Aim of the exercise:
The entries follow. Print each one exactly.
┄┄┄┄┄┄┄┄┄┄┄┄┄┄┄┄┄┄┄┄
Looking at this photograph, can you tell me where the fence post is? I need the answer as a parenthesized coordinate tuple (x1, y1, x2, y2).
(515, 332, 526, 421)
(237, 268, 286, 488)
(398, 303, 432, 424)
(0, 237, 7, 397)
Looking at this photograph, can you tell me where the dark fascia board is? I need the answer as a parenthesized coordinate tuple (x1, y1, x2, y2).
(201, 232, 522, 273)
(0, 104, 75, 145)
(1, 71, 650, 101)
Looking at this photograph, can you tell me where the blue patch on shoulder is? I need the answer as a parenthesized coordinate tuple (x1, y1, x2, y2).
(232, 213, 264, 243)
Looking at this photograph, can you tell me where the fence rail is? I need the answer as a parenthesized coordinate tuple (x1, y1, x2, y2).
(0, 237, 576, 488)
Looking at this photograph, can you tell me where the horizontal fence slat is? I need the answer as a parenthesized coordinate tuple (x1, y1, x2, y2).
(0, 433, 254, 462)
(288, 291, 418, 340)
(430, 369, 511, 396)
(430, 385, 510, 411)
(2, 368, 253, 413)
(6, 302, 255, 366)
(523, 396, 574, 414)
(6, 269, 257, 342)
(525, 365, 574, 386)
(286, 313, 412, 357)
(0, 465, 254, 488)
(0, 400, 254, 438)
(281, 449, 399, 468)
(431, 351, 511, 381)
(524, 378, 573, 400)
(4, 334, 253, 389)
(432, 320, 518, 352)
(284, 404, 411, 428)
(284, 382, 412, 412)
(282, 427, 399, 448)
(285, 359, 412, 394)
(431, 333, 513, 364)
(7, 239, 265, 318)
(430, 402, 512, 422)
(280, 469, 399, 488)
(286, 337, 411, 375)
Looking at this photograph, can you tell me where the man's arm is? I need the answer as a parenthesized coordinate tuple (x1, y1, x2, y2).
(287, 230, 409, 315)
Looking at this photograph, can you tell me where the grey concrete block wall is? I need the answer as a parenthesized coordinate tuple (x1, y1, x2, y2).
┄┄┄┄┄┄┄┄┄┄┄┄┄┄┄┄┄┄┄┄
Written answer:
Looking at this photograph, can you tell me where the fence post is? I need the answer as a parenthesized coordinate tuple (x1, y1, x2, y2).
(515, 332, 526, 421)
(237, 268, 286, 488)
(398, 303, 432, 424)
(0, 237, 7, 397)
Looking at this photograph, can you tell me where the dark fascia board is? I need the answer as a parenthesized coordinate tuple (x1, y1, x2, y2).
(201, 232, 522, 273)
(0, 104, 75, 145)
(1, 71, 650, 101)
Looking at this photograph, can you tell me where the blue patch on shoulder is? I need the answer as a parenthesized coordinate tuple (x1, y1, x2, y2).
(232, 213, 264, 243)
Looking at this photograph, can you tell me where the fence rail is? I need the answer as a parenthesized coordinate tuple (x1, y1, x2, y2).
(0, 237, 576, 488)
Looking at this photograph, can you tell me where the horizontal fence slat is? I need the answer as a parenthesized coordinate tuple (x1, y1, x2, y2).
(0, 433, 254, 462)
(288, 291, 418, 340)
(430, 369, 511, 396)
(430, 385, 510, 411)
(2, 368, 253, 413)
(6, 302, 255, 366)
(523, 396, 574, 414)
(6, 269, 257, 342)
(525, 365, 574, 386)
(286, 313, 412, 357)
(0, 465, 254, 488)
(0, 400, 254, 438)
(281, 449, 399, 468)
(431, 351, 511, 381)
(524, 378, 573, 400)
(4, 334, 253, 389)
(432, 320, 518, 352)
(284, 404, 411, 428)
(284, 382, 412, 412)
(282, 427, 399, 448)
(285, 359, 412, 394)
(431, 333, 513, 364)
(7, 239, 265, 318)
(430, 402, 512, 422)
(280, 469, 399, 488)
(286, 337, 411, 375)
Looking at this photograph, can you tell me where the man's arm is? I need the answer as a parenthesized coordinate tuple (x1, y1, x2, y2).
(287, 230, 409, 315)
Looking at this photograph, can you tell me where the grey concrete block wall is? I need the answer as a parenthesized coordinate tuple (x1, y1, x2, y2).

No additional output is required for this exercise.